**** Data listing ****

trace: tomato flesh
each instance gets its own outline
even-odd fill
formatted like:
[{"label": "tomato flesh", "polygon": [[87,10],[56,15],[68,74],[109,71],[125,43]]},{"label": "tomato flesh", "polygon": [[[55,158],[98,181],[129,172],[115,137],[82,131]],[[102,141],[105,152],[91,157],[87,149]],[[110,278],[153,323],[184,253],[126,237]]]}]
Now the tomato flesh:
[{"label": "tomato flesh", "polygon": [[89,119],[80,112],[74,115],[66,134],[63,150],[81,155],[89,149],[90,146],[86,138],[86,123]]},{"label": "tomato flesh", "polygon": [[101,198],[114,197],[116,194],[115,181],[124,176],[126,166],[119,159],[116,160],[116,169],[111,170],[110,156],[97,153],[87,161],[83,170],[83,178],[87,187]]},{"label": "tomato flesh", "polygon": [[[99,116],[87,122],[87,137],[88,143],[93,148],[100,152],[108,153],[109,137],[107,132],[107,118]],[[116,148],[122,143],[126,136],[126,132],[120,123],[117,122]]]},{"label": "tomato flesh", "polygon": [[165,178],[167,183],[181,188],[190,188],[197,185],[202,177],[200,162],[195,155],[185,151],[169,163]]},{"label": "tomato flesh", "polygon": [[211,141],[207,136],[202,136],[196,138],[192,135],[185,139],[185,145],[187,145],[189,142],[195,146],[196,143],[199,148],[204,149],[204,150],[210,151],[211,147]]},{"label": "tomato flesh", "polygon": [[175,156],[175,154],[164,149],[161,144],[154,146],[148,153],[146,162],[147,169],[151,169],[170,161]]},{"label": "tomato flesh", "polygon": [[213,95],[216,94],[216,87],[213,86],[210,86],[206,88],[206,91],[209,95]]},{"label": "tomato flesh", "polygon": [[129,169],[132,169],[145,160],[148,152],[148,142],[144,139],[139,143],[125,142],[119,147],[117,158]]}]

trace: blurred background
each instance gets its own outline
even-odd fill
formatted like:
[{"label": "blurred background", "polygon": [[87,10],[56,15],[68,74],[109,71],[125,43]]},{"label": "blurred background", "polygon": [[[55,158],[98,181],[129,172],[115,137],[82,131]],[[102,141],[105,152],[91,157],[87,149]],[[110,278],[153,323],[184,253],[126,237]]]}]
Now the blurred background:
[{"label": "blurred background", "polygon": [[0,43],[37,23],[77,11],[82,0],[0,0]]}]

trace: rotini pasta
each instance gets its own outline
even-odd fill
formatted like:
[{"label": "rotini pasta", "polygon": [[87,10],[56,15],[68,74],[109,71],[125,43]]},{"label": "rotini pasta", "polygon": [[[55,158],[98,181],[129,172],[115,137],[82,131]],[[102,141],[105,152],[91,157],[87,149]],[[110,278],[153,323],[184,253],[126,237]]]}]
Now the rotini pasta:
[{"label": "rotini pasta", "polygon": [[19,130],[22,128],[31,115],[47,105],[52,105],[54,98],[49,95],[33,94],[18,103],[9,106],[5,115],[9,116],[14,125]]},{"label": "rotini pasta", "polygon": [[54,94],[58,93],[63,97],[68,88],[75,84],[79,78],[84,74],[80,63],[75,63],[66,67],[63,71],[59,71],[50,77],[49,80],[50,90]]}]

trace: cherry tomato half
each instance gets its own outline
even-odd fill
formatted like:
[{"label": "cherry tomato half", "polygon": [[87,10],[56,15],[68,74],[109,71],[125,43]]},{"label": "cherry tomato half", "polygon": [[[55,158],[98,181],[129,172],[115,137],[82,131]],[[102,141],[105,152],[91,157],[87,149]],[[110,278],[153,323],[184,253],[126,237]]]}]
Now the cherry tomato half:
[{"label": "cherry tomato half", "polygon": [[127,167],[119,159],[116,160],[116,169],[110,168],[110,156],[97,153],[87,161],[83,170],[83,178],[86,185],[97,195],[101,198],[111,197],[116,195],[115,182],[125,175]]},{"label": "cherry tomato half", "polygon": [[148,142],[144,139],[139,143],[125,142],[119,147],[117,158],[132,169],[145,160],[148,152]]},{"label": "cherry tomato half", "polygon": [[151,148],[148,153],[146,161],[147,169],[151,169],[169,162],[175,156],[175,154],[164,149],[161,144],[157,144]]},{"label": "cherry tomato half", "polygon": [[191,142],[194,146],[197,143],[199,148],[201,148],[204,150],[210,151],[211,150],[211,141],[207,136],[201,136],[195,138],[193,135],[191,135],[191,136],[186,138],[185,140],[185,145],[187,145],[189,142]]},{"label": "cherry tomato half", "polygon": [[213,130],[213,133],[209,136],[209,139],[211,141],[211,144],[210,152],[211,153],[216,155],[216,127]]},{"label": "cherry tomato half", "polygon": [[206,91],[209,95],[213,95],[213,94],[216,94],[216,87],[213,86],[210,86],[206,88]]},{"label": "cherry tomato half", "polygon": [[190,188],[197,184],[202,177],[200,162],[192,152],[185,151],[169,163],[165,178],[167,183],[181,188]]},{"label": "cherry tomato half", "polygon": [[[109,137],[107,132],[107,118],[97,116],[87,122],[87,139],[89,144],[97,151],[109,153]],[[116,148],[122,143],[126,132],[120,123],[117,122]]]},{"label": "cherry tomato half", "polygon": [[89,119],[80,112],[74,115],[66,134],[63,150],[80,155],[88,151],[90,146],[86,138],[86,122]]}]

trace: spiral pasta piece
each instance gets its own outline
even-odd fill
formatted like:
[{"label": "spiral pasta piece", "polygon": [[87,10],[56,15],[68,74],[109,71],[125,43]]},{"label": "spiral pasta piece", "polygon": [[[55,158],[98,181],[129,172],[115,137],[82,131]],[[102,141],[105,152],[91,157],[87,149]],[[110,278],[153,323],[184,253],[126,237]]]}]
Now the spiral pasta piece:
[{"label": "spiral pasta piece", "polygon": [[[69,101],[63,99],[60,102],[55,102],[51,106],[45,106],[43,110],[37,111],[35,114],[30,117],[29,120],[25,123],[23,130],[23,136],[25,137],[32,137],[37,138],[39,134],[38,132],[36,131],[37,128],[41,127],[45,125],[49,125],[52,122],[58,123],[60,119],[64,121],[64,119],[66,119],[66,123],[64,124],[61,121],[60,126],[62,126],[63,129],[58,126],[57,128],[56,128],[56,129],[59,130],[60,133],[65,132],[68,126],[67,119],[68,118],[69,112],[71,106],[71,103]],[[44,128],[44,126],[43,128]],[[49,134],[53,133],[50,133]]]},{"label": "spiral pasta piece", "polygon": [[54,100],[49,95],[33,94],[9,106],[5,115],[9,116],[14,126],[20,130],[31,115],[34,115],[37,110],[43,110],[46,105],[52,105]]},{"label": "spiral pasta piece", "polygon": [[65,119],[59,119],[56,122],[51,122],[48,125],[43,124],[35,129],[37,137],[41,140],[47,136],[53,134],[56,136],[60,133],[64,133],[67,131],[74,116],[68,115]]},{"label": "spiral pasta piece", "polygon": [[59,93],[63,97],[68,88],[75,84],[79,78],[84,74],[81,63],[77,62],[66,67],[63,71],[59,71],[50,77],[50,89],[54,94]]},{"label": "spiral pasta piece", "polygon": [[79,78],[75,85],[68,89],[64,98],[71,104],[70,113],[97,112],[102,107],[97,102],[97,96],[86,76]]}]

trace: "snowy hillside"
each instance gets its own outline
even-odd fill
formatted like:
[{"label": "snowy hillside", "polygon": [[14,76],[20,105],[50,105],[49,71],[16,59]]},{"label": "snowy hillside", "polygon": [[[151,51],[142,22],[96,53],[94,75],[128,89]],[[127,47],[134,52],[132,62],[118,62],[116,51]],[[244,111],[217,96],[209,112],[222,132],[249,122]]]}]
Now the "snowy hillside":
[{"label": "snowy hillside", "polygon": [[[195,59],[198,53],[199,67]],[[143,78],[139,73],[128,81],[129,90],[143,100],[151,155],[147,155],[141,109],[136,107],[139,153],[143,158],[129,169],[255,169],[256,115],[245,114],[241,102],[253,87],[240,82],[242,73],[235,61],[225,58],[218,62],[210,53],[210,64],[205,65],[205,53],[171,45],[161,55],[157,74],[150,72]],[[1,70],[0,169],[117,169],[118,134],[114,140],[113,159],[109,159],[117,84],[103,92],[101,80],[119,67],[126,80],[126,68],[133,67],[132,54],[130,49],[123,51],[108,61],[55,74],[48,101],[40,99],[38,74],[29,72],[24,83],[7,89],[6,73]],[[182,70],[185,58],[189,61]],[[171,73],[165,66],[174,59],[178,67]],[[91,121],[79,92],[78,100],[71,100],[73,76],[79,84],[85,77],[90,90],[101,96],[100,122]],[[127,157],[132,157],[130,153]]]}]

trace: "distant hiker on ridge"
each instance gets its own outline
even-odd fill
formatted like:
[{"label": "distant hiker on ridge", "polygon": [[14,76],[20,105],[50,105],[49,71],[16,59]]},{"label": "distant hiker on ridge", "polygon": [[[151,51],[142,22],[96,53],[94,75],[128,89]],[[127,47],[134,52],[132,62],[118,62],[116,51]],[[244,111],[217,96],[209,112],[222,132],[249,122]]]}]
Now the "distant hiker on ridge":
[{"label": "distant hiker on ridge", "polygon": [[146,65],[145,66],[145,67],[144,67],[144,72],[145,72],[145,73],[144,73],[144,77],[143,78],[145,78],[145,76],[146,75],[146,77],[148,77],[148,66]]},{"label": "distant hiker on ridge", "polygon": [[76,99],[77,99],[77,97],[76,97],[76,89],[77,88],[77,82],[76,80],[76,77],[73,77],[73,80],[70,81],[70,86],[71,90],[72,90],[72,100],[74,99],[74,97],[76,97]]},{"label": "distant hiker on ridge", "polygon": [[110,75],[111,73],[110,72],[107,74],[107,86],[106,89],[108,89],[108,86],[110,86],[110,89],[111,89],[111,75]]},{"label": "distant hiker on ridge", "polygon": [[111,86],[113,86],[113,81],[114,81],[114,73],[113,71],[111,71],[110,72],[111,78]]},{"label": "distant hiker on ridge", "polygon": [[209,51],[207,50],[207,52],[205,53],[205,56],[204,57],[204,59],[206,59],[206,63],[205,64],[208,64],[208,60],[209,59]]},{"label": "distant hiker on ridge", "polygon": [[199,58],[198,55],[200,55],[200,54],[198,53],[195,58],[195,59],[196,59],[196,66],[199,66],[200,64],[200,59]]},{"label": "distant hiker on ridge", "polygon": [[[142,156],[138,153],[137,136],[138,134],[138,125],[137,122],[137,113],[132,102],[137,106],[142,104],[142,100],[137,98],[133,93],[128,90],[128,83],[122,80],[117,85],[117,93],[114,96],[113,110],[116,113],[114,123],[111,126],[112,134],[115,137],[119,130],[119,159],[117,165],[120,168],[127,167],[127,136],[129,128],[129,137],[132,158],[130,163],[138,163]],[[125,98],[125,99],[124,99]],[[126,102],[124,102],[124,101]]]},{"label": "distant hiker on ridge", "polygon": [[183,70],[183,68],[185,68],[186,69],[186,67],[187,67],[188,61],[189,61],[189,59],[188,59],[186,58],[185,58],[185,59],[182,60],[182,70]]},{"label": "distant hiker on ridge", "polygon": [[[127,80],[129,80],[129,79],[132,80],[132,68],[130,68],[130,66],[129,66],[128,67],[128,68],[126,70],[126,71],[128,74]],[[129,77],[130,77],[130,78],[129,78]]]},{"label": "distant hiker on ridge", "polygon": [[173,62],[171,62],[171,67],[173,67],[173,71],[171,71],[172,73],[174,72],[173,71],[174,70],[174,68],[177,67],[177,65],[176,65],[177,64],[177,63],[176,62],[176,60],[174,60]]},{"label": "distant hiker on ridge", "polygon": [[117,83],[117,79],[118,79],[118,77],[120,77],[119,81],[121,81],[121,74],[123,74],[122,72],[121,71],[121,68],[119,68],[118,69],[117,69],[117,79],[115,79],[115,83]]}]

****

§ **Your goal**:
Repeat verbatim the lines from the one containing "trace: blurred background" through the one containing "Now the blurred", both ends included.

§ **Solution to this task**:
trace: blurred background
each instance gets its own outline
even-odd fill
formatted like:
[{"label": "blurred background", "polygon": [[87,10],[56,15],[68,74],[109,71],[125,43]]},{"label": "blurred background", "polygon": [[[55,158],[98,181],[129,172],[115,137],[82,131]],[[102,141],[105,152],[91,157],[87,149]],[[110,278],[153,323],[184,253],[126,237]]]}]
Now the blurred background:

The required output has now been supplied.